■ **Aim**
Copy out all the lines below, requests included, but scale every point coordinate in the answers by 0.65 and round each result to a whole number, with halves rounded up.

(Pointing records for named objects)
=======

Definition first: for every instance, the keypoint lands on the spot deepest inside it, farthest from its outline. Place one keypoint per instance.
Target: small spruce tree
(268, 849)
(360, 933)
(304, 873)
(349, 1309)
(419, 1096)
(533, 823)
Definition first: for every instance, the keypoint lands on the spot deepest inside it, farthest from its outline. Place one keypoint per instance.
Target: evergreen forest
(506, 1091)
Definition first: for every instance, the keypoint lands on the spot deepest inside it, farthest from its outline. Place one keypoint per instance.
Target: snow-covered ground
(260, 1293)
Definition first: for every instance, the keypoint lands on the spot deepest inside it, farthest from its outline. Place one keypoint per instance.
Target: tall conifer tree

=======

■ **Answer to this problem**
Definition first: for every instance, the keypoint lands on the spot deepest inside it, farthest from its outline. Place one keypoint per instance.
Target: small spruce tree
(174, 552)
(234, 606)
(198, 567)
(227, 851)
(272, 712)
(346, 535)
Definition first: for every instance, the keypoint lands on the spot deepest inside it, farthest from its outline. Place one keypoint per instance.
Target: evergreen forest
(329, 709)
Definition first: for every instance, the keypoint lands on the spot deepest inside it, farthest from its outline. Place one keypoint per instance.
Target: snow-covered ground
(169, 840)
Definition first: for every instance, the keypoint lands on the spot deepest inside it, farthest from its outline. Place one keypoint per instance.
Target: tall conifer tree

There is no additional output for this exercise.